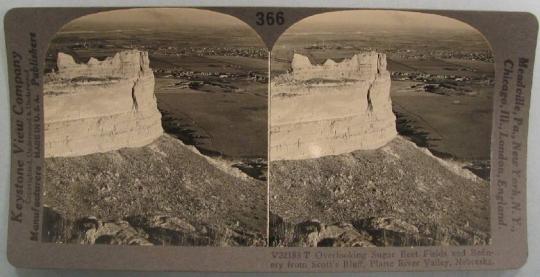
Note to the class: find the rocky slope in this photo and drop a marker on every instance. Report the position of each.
(397, 195)
(164, 193)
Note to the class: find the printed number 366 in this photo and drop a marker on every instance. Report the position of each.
(270, 18)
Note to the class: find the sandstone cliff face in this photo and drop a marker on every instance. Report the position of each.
(100, 106)
(330, 109)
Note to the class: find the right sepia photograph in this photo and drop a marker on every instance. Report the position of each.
(380, 129)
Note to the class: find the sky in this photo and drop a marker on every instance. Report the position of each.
(185, 18)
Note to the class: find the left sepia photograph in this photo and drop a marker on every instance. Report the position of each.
(155, 130)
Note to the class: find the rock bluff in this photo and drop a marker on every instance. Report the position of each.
(101, 105)
(331, 109)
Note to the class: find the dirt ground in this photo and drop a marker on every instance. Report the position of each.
(378, 192)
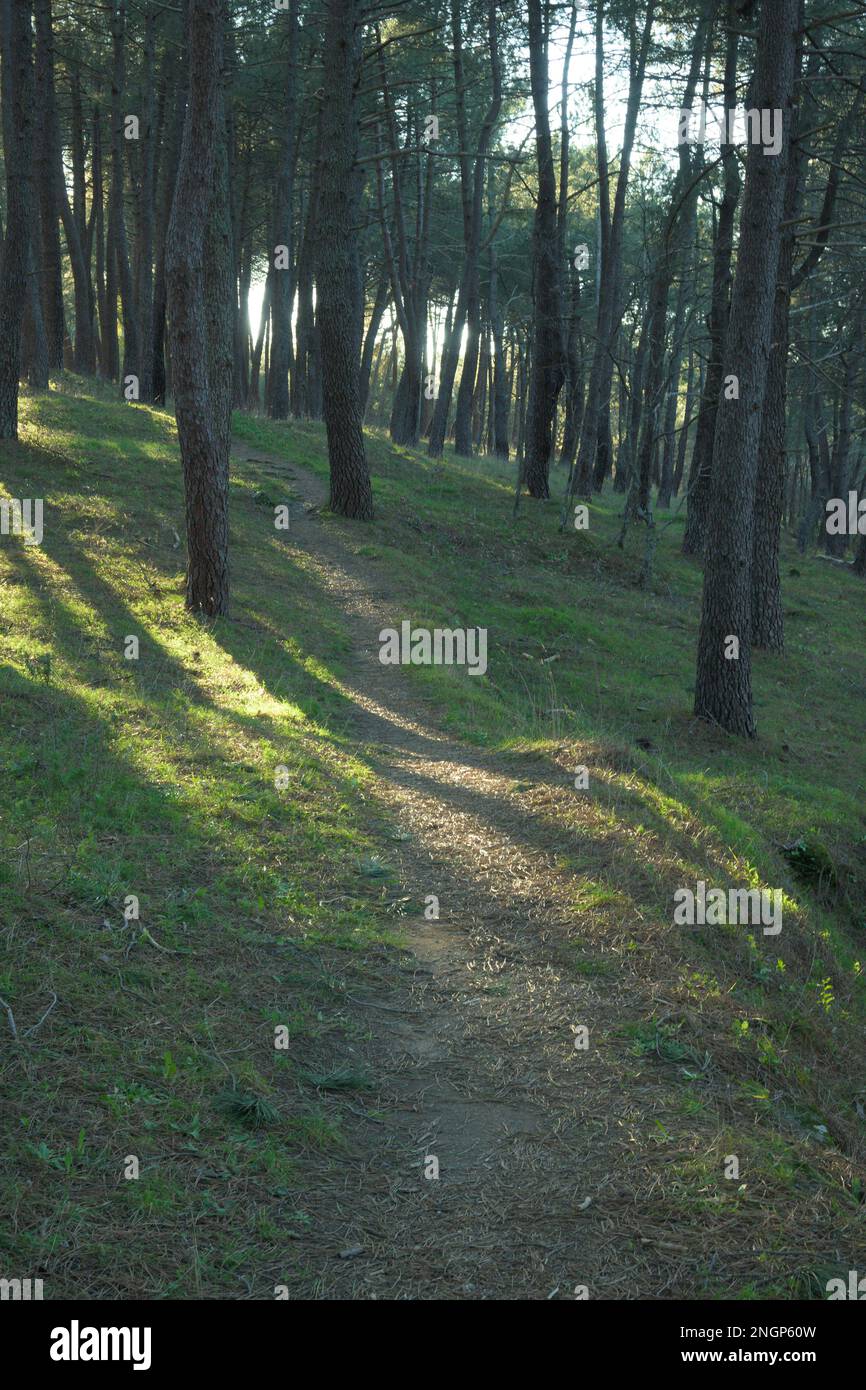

▶ **Exercise**
The expected output is the run of lines from the one containing "Note to the class: find the rock bluff" to the last line of the listing above, both included, word for word and free of pictures.

▶ **Solution for this task**
Note to the class: find the rock bluff in this photo and drop a marker on every instance. Report the position of each.
(101, 105)
(331, 109)
Note to the class: find the dirt ground in this photo and drop a marker on every instance. Report the position of each.
(378, 192)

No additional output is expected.